[DIRECTION] Select each line below that contains the word "wall" and copy it.

[PROVIDED DATA]
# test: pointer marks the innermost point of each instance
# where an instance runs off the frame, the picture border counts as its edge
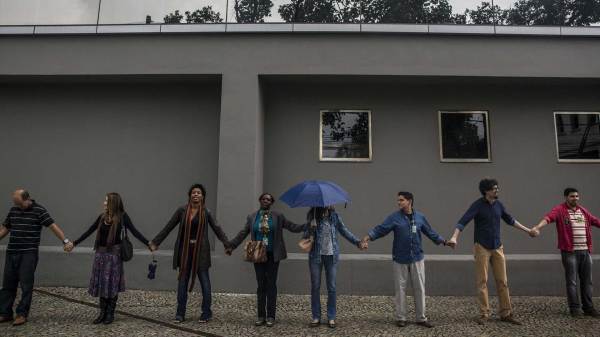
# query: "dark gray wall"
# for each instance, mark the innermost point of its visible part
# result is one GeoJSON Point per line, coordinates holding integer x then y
{"type": "Point", "coordinates": [71, 143]}
{"type": "Point", "coordinates": [406, 151]}
{"type": "Point", "coordinates": [258, 97]}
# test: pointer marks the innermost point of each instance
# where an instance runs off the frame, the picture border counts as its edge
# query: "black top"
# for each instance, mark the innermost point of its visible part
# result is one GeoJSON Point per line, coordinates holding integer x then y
{"type": "Point", "coordinates": [105, 230]}
{"type": "Point", "coordinates": [25, 226]}
{"type": "Point", "coordinates": [195, 225]}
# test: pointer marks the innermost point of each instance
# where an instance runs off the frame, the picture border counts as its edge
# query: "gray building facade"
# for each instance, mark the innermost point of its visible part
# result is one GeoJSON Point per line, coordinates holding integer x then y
{"type": "Point", "coordinates": [148, 113]}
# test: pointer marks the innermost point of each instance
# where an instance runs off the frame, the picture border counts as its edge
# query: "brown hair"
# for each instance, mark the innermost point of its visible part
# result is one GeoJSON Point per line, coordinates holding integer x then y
{"type": "Point", "coordinates": [114, 208]}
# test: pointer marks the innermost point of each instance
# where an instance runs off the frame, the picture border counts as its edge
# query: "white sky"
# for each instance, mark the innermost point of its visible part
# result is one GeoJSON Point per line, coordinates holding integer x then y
{"type": "Point", "coordinates": [134, 11]}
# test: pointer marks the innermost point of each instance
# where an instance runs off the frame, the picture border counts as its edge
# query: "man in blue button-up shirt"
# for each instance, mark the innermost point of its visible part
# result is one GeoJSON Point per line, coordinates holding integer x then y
{"type": "Point", "coordinates": [407, 225]}
{"type": "Point", "coordinates": [486, 213]}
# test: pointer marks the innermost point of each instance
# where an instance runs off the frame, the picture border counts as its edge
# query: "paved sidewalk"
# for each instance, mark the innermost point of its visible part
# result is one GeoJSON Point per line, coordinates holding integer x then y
{"type": "Point", "coordinates": [235, 314]}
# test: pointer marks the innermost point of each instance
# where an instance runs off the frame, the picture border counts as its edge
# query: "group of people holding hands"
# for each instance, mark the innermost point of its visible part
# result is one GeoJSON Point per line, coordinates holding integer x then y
{"type": "Point", "coordinates": [321, 228]}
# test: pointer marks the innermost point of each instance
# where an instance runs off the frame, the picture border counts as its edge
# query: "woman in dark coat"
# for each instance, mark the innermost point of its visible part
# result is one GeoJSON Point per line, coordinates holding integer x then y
{"type": "Point", "coordinates": [108, 278]}
{"type": "Point", "coordinates": [192, 249]}
{"type": "Point", "coordinates": [267, 226]}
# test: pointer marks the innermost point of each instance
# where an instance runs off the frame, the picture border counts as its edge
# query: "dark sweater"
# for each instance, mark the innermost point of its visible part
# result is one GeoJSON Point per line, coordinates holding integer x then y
{"type": "Point", "coordinates": [105, 230]}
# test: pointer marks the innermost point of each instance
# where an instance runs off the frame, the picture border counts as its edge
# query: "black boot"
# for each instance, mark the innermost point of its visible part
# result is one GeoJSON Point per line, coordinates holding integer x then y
{"type": "Point", "coordinates": [110, 310]}
{"type": "Point", "coordinates": [102, 315]}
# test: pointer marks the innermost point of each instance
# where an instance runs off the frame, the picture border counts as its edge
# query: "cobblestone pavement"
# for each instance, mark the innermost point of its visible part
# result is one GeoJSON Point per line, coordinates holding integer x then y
{"type": "Point", "coordinates": [234, 316]}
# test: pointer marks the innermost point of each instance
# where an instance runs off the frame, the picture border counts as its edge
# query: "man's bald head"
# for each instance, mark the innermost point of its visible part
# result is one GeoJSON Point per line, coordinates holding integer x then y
{"type": "Point", "coordinates": [21, 198]}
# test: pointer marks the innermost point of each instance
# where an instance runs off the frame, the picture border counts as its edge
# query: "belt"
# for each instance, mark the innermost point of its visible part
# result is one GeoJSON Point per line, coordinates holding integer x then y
{"type": "Point", "coordinates": [115, 249]}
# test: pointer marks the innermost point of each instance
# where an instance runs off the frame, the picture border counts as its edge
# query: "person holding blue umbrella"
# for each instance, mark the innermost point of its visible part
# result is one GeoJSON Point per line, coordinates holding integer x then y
{"type": "Point", "coordinates": [322, 234]}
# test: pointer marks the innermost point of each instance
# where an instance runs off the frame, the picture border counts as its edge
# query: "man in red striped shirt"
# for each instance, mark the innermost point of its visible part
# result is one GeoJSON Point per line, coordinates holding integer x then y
{"type": "Point", "coordinates": [573, 225]}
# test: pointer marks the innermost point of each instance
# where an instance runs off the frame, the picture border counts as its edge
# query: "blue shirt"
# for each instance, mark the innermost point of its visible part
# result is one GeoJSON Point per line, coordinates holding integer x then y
{"type": "Point", "coordinates": [407, 247]}
{"type": "Point", "coordinates": [336, 225]}
{"type": "Point", "coordinates": [258, 232]}
{"type": "Point", "coordinates": [487, 222]}
{"type": "Point", "coordinates": [326, 240]}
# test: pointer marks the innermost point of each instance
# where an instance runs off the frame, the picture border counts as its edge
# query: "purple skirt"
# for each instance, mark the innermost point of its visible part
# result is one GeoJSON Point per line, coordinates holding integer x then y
{"type": "Point", "coordinates": [108, 278]}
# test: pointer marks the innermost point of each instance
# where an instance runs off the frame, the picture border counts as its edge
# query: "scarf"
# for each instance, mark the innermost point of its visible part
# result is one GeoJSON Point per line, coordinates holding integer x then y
{"type": "Point", "coordinates": [187, 236]}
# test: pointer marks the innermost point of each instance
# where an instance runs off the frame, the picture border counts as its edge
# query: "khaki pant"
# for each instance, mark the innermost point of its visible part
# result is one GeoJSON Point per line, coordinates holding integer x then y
{"type": "Point", "coordinates": [483, 258]}
{"type": "Point", "coordinates": [415, 274]}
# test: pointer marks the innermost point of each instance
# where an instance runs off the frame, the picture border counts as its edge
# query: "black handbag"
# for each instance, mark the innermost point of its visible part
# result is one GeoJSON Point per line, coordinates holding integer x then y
{"type": "Point", "coordinates": [126, 246]}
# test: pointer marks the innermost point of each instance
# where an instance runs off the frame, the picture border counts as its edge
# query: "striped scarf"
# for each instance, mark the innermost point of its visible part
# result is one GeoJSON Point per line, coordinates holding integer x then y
{"type": "Point", "coordinates": [187, 236]}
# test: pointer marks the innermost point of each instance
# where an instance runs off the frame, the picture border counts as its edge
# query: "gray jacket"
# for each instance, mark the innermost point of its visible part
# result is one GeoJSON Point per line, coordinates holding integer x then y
{"type": "Point", "coordinates": [279, 223]}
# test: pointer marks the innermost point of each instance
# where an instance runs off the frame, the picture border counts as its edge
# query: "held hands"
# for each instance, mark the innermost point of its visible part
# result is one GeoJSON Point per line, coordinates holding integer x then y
{"type": "Point", "coordinates": [364, 243]}
{"type": "Point", "coordinates": [451, 243]}
{"type": "Point", "coordinates": [68, 247]}
{"type": "Point", "coordinates": [228, 248]}
{"type": "Point", "coordinates": [534, 232]}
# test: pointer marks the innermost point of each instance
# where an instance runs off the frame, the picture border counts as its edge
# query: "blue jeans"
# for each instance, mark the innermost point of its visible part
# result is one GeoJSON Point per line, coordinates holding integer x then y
{"type": "Point", "coordinates": [182, 294]}
{"type": "Point", "coordinates": [315, 286]}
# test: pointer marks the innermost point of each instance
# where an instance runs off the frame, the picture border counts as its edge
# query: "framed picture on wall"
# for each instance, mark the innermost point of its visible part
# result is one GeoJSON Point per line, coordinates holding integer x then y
{"type": "Point", "coordinates": [464, 136]}
{"type": "Point", "coordinates": [577, 136]}
{"type": "Point", "coordinates": [345, 135]}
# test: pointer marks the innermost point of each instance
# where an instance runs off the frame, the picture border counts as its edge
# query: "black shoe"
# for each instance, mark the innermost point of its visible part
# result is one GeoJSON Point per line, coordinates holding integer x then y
{"type": "Point", "coordinates": [426, 324]}
{"type": "Point", "coordinates": [482, 320]}
{"type": "Point", "coordinates": [510, 319]}
{"type": "Point", "coordinates": [204, 318]}
{"type": "Point", "coordinates": [102, 315]}
{"type": "Point", "coordinates": [110, 310]}
{"type": "Point", "coordinates": [592, 313]}
{"type": "Point", "coordinates": [575, 313]}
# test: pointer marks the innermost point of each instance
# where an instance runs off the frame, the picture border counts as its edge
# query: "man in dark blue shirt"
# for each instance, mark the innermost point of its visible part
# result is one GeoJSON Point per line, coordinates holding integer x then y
{"type": "Point", "coordinates": [486, 213]}
{"type": "Point", "coordinates": [407, 225]}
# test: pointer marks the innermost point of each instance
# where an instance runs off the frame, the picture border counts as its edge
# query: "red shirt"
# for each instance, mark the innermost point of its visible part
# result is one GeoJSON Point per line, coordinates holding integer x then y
{"type": "Point", "coordinates": [560, 215]}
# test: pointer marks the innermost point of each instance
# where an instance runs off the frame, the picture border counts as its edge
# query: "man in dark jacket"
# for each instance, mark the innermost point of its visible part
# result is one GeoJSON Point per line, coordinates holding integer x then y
{"type": "Point", "coordinates": [266, 226]}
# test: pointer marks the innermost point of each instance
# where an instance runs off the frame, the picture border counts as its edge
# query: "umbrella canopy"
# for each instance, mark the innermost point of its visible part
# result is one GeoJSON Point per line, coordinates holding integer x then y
{"type": "Point", "coordinates": [315, 193]}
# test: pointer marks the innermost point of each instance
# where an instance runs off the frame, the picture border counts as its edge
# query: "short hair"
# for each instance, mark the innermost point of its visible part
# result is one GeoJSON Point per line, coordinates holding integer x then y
{"type": "Point", "coordinates": [570, 190]}
{"type": "Point", "coordinates": [487, 184]}
{"type": "Point", "coordinates": [406, 195]}
{"type": "Point", "coordinates": [269, 194]}
{"type": "Point", "coordinates": [201, 187]}
{"type": "Point", "coordinates": [25, 195]}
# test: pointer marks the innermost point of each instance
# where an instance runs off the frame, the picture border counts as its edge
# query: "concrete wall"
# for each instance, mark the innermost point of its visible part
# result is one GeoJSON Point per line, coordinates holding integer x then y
{"type": "Point", "coordinates": [71, 143]}
{"type": "Point", "coordinates": [258, 130]}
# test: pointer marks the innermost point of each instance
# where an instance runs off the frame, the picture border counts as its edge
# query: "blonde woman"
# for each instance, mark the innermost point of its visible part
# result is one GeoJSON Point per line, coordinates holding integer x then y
{"type": "Point", "coordinates": [108, 278]}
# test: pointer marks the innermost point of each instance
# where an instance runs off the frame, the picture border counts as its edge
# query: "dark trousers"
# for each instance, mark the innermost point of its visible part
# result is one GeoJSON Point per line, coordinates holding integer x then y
{"type": "Point", "coordinates": [19, 268]}
{"type": "Point", "coordinates": [578, 265]}
{"type": "Point", "coordinates": [266, 291]}
{"type": "Point", "coordinates": [182, 292]}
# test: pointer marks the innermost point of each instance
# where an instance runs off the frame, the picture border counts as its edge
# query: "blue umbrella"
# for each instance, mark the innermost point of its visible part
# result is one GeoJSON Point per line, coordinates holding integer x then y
{"type": "Point", "coordinates": [315, 193]}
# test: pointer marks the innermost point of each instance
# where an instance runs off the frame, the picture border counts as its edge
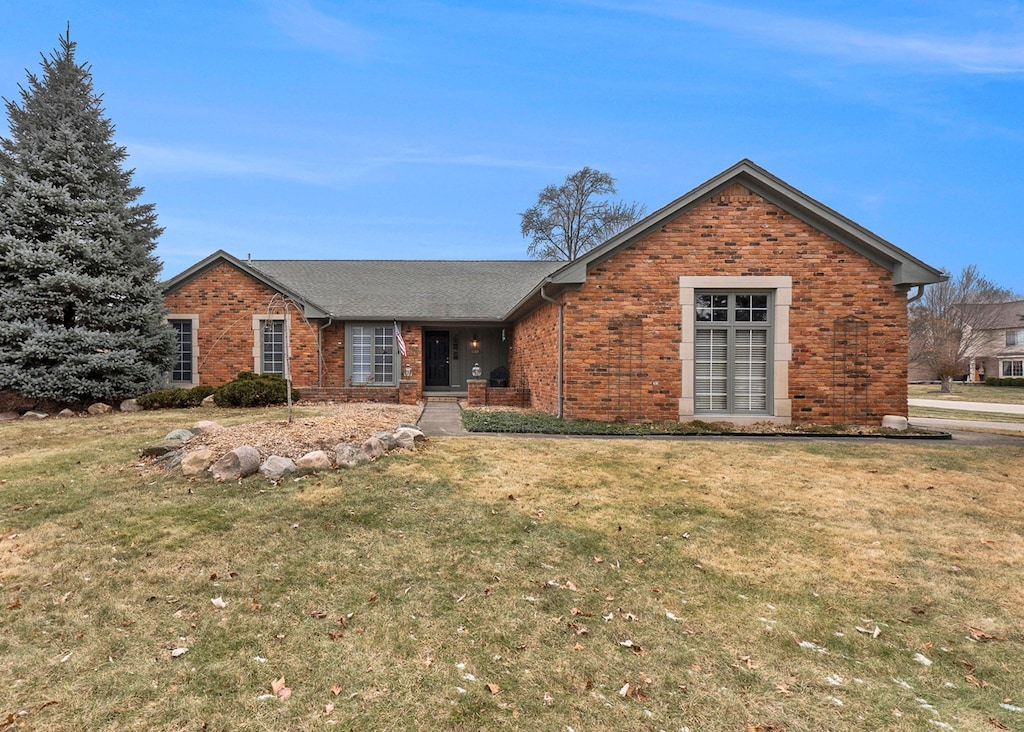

[TASK ANSWER]
# query: "dark gray wall"
# query: "framed picture on wall"
# query: "concrete wall"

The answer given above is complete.